— BEGIN —

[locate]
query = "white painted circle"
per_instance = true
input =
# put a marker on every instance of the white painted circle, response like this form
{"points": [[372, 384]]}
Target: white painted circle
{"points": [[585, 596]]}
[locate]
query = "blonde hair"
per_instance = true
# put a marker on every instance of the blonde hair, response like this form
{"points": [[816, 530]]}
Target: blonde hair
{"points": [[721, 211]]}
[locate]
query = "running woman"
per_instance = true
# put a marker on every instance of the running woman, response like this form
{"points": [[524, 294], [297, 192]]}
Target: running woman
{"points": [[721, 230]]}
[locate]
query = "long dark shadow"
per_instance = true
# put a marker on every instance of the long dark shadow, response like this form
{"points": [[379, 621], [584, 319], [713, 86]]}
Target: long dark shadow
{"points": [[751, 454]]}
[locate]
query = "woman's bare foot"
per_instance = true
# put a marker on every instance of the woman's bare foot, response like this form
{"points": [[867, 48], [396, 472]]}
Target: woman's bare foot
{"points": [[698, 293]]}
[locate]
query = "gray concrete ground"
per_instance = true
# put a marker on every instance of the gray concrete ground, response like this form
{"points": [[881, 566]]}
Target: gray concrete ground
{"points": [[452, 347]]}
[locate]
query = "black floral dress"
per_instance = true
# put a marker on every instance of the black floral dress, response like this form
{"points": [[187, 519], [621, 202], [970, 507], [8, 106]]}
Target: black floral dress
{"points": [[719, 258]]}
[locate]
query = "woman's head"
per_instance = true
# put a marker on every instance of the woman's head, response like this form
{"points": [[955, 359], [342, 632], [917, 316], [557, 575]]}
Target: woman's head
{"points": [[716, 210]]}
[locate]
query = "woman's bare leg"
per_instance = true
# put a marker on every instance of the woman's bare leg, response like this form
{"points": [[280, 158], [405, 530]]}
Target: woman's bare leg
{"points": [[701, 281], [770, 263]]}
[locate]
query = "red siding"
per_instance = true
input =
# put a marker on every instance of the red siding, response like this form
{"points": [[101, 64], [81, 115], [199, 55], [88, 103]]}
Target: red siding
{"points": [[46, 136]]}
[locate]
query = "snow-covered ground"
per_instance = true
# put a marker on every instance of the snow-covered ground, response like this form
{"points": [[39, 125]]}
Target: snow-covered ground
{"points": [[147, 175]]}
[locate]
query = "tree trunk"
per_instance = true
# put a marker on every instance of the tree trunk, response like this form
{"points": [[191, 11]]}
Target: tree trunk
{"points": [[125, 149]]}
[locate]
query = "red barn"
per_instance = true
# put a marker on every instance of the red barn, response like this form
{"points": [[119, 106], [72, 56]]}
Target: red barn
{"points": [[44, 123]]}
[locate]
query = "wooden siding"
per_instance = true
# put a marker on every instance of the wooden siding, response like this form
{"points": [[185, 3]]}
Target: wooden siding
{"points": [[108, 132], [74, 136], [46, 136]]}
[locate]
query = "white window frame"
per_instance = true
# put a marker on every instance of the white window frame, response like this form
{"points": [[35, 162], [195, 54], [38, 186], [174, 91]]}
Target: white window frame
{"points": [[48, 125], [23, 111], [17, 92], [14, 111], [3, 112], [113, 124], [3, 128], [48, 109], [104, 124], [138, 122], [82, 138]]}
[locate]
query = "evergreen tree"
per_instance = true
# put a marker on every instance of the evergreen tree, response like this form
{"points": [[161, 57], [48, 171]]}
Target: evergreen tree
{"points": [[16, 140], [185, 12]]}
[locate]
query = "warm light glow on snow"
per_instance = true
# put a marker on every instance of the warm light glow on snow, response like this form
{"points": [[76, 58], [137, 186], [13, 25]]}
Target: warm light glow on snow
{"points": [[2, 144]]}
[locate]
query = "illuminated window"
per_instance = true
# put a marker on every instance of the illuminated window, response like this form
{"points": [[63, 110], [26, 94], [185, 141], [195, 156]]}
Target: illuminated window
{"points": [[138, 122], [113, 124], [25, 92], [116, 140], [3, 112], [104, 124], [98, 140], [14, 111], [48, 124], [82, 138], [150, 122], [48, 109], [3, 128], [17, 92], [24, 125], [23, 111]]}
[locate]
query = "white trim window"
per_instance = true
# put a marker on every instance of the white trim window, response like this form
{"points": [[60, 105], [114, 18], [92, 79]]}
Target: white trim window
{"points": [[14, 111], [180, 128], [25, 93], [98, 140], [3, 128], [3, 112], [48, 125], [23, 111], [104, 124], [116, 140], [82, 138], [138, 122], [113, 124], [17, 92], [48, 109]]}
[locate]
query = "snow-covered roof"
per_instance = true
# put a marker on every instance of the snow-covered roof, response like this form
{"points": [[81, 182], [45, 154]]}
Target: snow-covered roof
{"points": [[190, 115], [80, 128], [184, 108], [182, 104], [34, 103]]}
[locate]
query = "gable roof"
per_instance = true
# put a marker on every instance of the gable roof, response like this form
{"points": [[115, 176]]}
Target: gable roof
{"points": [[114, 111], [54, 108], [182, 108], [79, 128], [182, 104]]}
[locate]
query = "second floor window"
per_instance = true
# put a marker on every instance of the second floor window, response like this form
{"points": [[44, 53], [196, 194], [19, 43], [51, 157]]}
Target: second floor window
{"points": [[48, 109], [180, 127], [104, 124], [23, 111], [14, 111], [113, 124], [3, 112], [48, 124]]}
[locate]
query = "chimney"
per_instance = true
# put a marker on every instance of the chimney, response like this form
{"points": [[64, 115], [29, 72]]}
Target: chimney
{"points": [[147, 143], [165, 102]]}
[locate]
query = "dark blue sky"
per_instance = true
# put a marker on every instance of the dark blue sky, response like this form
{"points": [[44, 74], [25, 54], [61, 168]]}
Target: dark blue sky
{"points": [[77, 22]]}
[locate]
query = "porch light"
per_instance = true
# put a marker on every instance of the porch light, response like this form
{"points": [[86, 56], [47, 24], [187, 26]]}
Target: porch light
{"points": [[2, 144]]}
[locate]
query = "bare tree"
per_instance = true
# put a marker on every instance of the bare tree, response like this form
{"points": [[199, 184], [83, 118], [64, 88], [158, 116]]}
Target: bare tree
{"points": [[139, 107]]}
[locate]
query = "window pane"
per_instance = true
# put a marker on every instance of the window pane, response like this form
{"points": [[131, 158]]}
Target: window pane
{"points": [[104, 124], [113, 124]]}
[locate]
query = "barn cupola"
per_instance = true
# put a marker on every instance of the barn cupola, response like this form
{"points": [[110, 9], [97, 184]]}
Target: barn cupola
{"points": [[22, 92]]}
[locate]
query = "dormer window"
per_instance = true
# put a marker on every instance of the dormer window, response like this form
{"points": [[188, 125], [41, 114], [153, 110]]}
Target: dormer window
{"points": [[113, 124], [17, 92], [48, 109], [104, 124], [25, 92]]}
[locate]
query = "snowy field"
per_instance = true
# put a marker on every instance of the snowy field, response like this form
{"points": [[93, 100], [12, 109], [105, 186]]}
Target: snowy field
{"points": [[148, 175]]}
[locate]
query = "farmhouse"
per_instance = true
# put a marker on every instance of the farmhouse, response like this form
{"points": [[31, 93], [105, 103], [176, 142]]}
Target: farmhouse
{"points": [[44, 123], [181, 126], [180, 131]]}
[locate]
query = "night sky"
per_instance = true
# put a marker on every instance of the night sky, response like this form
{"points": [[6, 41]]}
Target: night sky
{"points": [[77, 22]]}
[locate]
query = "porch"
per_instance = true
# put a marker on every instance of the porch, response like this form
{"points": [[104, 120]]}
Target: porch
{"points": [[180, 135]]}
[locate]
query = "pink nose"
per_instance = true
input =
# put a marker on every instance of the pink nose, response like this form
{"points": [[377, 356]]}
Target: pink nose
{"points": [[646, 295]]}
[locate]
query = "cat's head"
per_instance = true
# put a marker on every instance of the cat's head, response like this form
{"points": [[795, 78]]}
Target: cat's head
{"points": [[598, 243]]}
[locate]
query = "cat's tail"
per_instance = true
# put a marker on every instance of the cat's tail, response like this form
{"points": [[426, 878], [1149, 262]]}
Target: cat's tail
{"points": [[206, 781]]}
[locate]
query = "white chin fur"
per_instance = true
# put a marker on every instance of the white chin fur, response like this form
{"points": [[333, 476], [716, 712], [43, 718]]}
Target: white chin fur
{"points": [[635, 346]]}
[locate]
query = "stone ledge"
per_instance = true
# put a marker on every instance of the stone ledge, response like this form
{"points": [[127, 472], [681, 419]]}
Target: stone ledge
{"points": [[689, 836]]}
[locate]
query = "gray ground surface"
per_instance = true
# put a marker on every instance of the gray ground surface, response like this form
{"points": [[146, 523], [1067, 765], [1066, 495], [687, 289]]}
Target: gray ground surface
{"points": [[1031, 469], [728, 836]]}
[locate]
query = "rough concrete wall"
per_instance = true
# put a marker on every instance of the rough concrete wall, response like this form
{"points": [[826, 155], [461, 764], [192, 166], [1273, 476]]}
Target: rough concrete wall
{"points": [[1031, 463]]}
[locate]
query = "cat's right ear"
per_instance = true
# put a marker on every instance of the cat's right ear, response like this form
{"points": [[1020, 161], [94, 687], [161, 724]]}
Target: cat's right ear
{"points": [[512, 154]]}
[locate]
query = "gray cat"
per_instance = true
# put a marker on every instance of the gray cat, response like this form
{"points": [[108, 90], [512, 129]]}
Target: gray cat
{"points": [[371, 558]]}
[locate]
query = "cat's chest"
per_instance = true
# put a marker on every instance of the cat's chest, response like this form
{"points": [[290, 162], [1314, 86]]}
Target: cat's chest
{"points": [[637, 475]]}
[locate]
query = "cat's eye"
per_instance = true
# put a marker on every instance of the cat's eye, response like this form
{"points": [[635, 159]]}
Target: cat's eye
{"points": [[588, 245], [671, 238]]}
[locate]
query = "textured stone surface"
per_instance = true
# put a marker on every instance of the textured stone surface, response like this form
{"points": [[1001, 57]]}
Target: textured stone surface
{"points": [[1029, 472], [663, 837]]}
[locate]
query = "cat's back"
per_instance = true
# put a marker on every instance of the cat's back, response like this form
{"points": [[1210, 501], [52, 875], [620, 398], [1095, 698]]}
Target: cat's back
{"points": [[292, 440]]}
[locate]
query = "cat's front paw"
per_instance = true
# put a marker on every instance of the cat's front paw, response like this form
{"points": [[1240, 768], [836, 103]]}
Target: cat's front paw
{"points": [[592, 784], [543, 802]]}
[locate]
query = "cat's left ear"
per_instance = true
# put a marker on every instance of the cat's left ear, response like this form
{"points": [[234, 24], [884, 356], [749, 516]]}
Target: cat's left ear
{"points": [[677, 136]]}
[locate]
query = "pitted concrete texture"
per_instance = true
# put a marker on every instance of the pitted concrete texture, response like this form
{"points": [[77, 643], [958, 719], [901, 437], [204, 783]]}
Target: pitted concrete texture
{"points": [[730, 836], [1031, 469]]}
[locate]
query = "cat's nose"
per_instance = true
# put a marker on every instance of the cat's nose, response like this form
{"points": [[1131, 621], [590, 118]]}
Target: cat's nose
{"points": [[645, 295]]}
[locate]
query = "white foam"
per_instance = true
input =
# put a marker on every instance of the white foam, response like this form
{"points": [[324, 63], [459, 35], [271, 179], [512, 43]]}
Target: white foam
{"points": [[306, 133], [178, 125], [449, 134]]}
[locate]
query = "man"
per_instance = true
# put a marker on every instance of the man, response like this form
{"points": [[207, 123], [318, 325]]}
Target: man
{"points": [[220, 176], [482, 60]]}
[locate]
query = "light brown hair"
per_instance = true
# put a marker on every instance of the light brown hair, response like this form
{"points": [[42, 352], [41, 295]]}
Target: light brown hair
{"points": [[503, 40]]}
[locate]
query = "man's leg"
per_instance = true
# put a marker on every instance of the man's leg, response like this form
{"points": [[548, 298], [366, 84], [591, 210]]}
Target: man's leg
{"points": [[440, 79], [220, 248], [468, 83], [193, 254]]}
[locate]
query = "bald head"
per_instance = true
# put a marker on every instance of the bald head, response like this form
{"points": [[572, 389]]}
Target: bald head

— END —

__WRITTEN EXERCISE__. Pull out every line of the records that contains the word "wooden", and list each one in full.

__WRITTEN RESPONSE__.
query = "wooden siding"
# put a marker on every instance of the wooden siding, response like this form
Target: wooden siding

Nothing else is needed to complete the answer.